-- Excerpted data start --

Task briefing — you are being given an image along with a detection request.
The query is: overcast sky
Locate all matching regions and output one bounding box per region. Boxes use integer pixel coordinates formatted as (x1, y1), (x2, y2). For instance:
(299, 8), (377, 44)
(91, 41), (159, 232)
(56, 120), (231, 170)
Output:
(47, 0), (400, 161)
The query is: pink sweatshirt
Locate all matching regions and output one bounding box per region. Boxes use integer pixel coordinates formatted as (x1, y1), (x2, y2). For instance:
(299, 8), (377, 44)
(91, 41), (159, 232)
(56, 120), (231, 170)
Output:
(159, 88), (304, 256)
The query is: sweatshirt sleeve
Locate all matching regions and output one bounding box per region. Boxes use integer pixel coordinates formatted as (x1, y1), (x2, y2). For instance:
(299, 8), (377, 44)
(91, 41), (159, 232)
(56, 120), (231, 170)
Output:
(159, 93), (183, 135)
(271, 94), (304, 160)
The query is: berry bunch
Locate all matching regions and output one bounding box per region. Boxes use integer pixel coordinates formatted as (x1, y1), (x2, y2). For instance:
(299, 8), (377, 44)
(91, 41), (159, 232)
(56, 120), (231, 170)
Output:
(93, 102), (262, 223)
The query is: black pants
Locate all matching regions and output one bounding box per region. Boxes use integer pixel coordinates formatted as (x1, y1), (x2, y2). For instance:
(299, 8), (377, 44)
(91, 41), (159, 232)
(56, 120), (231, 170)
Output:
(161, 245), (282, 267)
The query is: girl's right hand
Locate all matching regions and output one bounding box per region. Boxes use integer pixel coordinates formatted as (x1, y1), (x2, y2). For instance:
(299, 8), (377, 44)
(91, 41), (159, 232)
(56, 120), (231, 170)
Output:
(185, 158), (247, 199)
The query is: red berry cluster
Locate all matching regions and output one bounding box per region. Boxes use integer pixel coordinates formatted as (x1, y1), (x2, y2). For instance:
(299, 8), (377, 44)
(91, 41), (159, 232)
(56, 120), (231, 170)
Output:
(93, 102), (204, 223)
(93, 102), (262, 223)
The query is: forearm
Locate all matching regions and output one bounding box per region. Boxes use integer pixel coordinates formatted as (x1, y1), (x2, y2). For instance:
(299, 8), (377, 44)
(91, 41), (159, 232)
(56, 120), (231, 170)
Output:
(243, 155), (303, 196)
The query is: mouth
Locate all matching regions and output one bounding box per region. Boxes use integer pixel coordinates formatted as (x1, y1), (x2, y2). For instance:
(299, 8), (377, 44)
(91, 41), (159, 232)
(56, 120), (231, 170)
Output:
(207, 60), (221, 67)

-- Excerpted data end --

▶ _Problem_: Identify every line in the rows above that contains the word "berry", and copy each of those lines in full. Case counts.

▶ _Answer to the exercise_:
The query is: berry bunch
The query is: red berry cluster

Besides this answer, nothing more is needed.